### Short task 1:
Locate every line in the listing below that contains the word "dining", treating uppercase and lowercase as different, and copy each of those lines.

### Excerpt:
..........

3. Use of Subscription Service
3.1 Your Responsibilities. You shall, and shall cause Your Participating Affiliates and Users to, access and use the Subscription Service in a professional manner and only in accordance with this Agreement, the Documentation (including the customer systems requirements) and applicable laws and regulations. You shall be responsible for Your Participating Affiliates’ and Users’ compliance with this Agreement. You shall use commercially reasonable efforts to prevent unauthorized access to or use of the Service. Each User must be identified by a unique username and password. If one of Your Affiliates or a User is no longer authorized by You to access and use the Service, You shall terminate or otherwise disable such access and, to the extent required to implement termination of such access, promptly notify Us.
3.2 Access and Use. You shall be responsible, through Your master Subscription Service account. “Account”, for designating each Participating Affiliate (up to the number specified in the relevant Orders) and User for each of them. If one of Your Affiliates or a User is no longer authorized by You to access and use the Service, You shall terminate or otherwise disable such access and, to the extent required to implement termination of such access, promptly notify Us.
You are solely responsible for the actions of Your Affiliates and Users relating to access and use of the Subscription Service and for all activities that occur under Your Accounts and Access Credentials, without limitation, and for maintaining the confidentiality of all Access Credentials. You shall not disclose or permit use of Access Credentials to or by any third party other than the applicable Participating Affiliate or User. You shall notify Us immediately and in writing of any unauthorized access to or use of any or Your Accounts or Access Credentials or if any Access Credentials or other Account information is lost or stolen. “Access Credentials” means any username, identification number, password, license or security key, security token, PIN or other security code, method, technology or device used, alone or in combination, to verify an individual’s identity and authorization to access and use the Service.

..........

### Short task 2:
List everything that the subscription terms excerpt says the Subscription Service must be accessed and used in accordance with.

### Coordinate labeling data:
..........

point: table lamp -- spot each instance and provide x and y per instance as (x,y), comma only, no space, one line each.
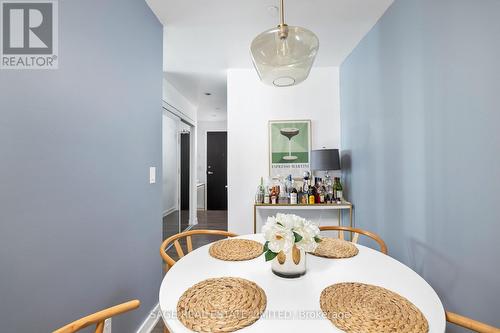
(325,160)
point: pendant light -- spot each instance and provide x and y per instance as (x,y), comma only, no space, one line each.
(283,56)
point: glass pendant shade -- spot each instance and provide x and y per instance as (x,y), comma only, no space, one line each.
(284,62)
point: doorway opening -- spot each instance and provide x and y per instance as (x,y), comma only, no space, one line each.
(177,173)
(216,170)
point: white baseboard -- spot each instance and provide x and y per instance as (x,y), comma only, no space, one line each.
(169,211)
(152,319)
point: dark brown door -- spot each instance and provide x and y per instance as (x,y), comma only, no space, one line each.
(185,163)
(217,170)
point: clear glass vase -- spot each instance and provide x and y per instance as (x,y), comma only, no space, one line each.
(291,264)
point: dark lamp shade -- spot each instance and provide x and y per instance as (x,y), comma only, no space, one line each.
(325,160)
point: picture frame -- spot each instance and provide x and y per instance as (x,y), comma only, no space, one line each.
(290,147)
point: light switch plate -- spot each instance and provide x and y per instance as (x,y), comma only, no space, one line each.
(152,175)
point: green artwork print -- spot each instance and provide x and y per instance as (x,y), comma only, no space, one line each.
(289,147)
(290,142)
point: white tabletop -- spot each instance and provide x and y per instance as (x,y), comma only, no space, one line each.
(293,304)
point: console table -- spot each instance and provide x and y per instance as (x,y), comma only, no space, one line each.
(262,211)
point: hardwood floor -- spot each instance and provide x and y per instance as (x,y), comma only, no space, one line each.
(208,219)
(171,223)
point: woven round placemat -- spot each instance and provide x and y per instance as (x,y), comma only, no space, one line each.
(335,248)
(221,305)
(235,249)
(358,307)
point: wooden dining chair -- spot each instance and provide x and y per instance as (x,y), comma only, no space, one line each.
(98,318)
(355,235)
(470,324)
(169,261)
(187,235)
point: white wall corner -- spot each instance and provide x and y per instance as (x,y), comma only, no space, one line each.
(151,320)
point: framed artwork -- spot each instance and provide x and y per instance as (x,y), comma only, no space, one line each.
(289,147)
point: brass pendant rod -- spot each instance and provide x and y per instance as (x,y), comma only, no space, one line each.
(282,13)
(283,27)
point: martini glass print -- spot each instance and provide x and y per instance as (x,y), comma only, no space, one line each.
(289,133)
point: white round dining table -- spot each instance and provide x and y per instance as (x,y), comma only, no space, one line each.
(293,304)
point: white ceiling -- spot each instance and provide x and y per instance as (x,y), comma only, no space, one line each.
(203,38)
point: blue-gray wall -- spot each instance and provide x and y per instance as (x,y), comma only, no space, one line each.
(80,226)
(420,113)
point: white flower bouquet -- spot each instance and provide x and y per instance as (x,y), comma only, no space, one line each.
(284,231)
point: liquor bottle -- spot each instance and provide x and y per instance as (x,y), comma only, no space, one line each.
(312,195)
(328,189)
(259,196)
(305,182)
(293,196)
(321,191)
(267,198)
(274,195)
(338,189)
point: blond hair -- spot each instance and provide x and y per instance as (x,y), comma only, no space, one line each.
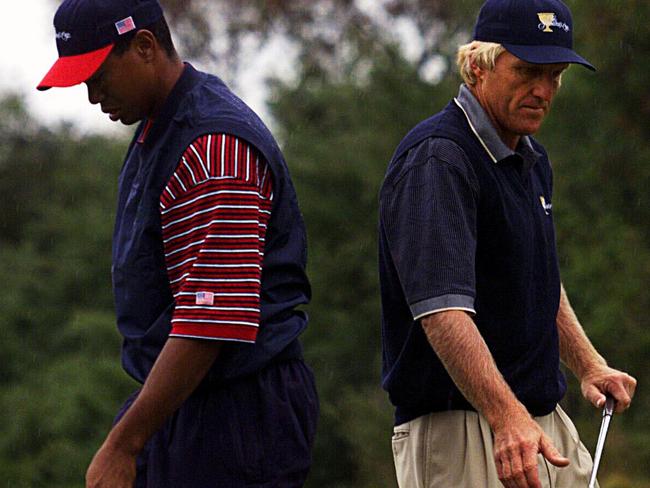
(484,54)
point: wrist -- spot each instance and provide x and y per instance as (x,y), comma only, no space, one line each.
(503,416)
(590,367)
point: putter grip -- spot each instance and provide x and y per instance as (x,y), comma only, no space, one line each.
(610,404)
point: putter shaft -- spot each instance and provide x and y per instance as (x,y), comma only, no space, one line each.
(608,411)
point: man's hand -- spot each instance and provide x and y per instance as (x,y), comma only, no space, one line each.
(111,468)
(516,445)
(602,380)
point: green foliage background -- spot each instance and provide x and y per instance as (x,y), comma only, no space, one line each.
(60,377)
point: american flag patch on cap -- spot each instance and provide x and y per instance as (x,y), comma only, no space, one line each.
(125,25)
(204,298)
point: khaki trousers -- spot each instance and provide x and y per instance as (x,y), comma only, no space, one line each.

..........

### Exercise result 1:
point: wooden dining chair -- spot each instance and provide x and y per instance as (x,y), comma only, no space, one line each.
point: white round dining table -- spot each instance and provide x and y per instance as (x,y), comma only, no space, one line each.

### Exercise result 2:
- this Agreement
- the Documentation (including the customer systems requirements)
- applicable laws and regulations